• _Problem to work on_
Select every line in the listing below that contains the word "tile", and copy each of those lines.

[Point placement records]

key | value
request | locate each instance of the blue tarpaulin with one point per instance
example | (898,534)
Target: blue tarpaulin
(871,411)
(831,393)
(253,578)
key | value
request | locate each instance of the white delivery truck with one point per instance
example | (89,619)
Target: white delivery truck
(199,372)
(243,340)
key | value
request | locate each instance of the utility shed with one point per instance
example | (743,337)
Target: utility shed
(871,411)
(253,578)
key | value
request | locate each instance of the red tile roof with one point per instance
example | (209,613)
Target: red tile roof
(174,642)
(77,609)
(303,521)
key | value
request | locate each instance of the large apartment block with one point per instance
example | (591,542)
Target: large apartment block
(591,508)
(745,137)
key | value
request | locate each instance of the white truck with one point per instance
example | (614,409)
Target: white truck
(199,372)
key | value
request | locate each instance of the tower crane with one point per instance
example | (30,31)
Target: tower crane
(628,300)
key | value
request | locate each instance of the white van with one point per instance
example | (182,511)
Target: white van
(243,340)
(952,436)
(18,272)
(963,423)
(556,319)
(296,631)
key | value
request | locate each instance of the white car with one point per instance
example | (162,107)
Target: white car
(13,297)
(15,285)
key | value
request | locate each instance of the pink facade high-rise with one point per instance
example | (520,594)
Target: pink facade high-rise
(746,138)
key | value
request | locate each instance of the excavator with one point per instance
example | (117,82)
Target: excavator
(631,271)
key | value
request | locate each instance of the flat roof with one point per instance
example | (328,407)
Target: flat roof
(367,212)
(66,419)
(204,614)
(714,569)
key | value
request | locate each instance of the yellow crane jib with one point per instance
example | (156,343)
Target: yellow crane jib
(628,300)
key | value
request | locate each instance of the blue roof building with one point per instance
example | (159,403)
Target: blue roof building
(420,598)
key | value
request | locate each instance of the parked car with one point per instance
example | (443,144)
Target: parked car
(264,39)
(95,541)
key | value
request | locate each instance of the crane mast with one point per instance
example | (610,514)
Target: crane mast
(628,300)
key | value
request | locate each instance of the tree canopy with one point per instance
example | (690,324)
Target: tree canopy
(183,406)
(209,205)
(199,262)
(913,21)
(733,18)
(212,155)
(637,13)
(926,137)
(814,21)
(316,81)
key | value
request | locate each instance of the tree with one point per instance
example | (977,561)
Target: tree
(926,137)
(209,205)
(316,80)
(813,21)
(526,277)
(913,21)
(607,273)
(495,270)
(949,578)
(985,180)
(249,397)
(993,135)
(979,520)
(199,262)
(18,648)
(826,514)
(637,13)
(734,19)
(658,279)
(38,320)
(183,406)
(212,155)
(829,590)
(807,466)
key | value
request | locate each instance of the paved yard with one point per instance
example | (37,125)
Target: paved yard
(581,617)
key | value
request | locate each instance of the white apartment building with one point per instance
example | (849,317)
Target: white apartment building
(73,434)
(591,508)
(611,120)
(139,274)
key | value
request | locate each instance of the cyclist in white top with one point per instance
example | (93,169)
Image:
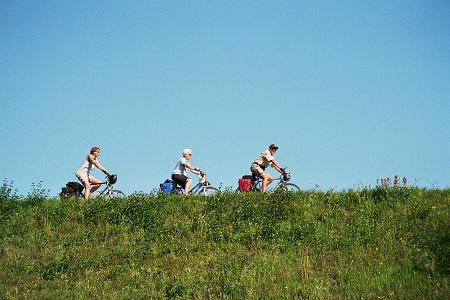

• _Task solution_
request | locate each instance of the red tile roof with one point per instance
Target: red tile roof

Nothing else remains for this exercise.